DATASET EXCERPTS:

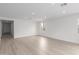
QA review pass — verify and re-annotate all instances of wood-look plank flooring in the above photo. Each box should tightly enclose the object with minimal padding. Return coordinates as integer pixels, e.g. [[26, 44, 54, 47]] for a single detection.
[[0, 36, 79, 55]]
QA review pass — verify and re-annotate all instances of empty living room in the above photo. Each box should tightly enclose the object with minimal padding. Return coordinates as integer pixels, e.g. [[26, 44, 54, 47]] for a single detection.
[[0, 3, 79, 55]]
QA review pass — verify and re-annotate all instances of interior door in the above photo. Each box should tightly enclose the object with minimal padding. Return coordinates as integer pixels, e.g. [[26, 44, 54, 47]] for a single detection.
[[2, 22, 11, 34]]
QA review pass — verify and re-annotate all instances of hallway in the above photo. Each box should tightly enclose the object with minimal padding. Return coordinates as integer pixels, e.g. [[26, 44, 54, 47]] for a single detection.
[[0, 36, 79, 55]]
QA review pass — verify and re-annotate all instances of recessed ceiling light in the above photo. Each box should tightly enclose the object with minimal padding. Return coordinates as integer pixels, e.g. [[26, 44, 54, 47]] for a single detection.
[[32, 12, 36, 15]]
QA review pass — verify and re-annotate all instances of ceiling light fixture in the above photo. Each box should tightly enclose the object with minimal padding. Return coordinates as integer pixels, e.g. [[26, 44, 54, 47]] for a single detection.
[[60, 3, 68, 7]]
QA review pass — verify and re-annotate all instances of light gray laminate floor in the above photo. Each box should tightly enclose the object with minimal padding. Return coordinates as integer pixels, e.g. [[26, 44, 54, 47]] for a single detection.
[[0, 36, 79, 55]]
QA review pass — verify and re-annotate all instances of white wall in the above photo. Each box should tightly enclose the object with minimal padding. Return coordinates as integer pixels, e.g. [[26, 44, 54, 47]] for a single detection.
[[38, 14, 79, 43], [0, 21, 2, 38], [14, 20, 36, 38]]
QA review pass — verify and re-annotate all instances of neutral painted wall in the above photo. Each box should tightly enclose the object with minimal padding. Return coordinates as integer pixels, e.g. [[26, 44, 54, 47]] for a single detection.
[[38, 14, 79, 43], [14, 20, 36, 38], [0, 21, 2, 38]]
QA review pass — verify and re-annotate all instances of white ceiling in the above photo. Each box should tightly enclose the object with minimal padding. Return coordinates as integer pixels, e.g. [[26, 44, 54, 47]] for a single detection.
[[0, 3, 79, 19]]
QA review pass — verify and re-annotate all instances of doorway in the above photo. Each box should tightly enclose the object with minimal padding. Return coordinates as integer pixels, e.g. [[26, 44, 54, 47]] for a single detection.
[[1, 20, 14, 38]]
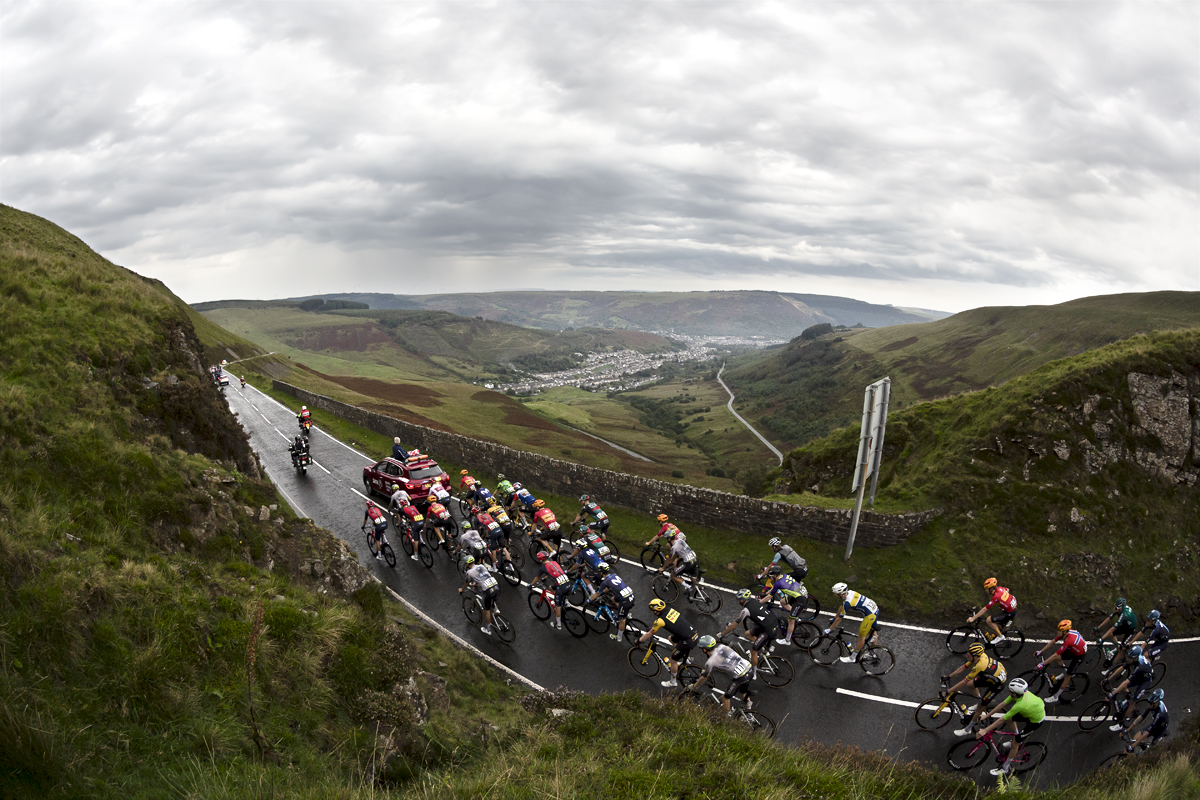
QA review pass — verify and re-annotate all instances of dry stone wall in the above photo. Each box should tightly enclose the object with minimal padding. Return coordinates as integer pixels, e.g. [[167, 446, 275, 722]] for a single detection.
[[274, 380, 942, 547]]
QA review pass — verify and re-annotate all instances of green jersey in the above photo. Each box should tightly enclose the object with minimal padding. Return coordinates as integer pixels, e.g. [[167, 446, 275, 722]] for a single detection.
[[1004, 692, 1046, 722]]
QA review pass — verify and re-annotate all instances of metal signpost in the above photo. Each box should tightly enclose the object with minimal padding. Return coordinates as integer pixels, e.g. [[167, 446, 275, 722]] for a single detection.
[[846, 378, 892, 561]]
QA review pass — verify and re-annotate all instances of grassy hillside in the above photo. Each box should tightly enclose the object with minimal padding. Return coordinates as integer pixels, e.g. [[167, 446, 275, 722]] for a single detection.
[[780, 330, 1200, 631], [724, 291, 1200, 446]]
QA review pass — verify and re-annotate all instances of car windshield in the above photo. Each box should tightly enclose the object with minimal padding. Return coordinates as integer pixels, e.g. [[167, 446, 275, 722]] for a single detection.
[[408, 464, 442, 481]]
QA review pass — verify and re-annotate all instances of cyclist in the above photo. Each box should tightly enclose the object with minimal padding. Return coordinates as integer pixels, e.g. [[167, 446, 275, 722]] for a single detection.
[[758, 564, 809, 645], [588, 561, 634, 639], [388, 483, 413, 513], [1108, 688, 1171, 753], [534, 551, 571, 631], [458, 522, 487, 570], [530, 500, 563, 553], [976, 678, 1046, 776], [824, 583, 880, 663], [1129, 608, 1171, 661], [1106, 644, 1154, 730], [637, 597, 700, 688], [967, 578, 1016, 644], [362, 500, 388, 561], [571, 494, 608, 539], [690, 636, 754, 714], [716, 589, 779, 675], [942, 642, 1008, 736], [756, 536, 809, 581], [1037, 619, 1087, 705], [425, 494, 454, 545], [458, 469, 479, 498], [646, 513, 683, 547], [458, 555, 500, 636], [652, 522, 700, 597]]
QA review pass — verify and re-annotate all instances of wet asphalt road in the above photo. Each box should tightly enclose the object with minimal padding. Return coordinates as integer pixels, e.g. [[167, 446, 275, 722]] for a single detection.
[[227, 385, 1200, 788]]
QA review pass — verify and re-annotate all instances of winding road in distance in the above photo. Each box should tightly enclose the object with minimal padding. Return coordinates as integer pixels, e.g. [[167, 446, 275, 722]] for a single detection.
[[227, 385, 1200, 788]]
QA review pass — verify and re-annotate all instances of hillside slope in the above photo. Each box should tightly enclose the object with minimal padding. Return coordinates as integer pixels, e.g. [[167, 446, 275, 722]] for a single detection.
[[780, 330, 1200, 630], [724, 291, 1200, 446]]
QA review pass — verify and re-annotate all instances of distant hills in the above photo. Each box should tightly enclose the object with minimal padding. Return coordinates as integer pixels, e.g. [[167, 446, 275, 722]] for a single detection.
[[196, 291, 948, 339], [724, 291, 1200, 445]]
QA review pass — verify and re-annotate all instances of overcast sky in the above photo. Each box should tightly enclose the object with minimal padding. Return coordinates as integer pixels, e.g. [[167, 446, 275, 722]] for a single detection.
[[0, 0, 1200, 311]]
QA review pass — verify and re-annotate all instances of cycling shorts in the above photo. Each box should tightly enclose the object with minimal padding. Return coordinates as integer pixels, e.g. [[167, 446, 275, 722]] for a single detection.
[[671, 561, 696, 578], [991, 608, 1016, 628]]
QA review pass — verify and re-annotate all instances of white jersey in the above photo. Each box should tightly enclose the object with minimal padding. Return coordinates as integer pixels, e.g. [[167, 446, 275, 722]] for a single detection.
[[467, 564, 497, 591], [704, 644, 750, 678]]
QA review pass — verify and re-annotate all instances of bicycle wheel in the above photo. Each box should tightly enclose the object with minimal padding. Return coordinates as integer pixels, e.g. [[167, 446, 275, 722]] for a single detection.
[[809, 634, 842, 667], [563, 608, 588, 639], [529, 591, 554, 619], [740, 709, 775, 739], [492, 612, 517, 644], [400, 528, 415, 555], [758, 656, 796, 688], [1018, 669, 1048, 694], [792, 622, 821, 650], [946, 625, 979, 655], [1013, 741, 1046, 775], [913, 697, 961, 730], [1058, 673, 1092, 705], [650, 572, 679, 603], [991, 628, 1025, 658], [583, 606, 611, 633], [462, 595, 484, 625], [858, 644, 896, 675], [1079, 699, 1112, 730], [638, 547, 666, 572], [499, 557, 521, 587], [691, 587, 721, 614], [628, 642, 662, 678], [625, 616, 650, 644], [946, 738, 991, 772]]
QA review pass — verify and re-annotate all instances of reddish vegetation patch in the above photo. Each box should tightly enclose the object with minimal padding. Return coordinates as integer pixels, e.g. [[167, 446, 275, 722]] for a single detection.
[[328, 375, 445, 408], [880, 336, 919, 353]]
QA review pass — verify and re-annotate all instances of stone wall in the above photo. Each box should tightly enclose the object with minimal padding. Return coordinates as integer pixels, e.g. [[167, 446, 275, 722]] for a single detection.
[[274, 380, 942, 547]]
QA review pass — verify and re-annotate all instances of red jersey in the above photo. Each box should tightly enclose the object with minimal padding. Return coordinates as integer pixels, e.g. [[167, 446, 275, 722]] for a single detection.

WHAT YOU HAVE TO DO: Can you rewrite the lines from the beginning through the line with "[[0, 3, 79, 55]]", swapping "tightly enclose" for "closely surround" and keeping everything else the same? Leave the pictures out.

EXPECTED ANSWER:
QA review pass — verify and re-annotate all instances of wood-look plank flooring in the above photo. Each box should closely surround the object with minimal padding. Return coordinates as integer pixels, e.g. [[26, 44, 54, 47]] for a single detection.
[[0, 36, 79, 55]]
QA review pass — verify and re-annotate all instances of empty living room in the above photo. Each box should closely surround the object with minimal padding. Return coordinates as integer pixels, e.g. [[26, 44, 54, 47]] for a single detection.
[[0, 3, 79, 55]]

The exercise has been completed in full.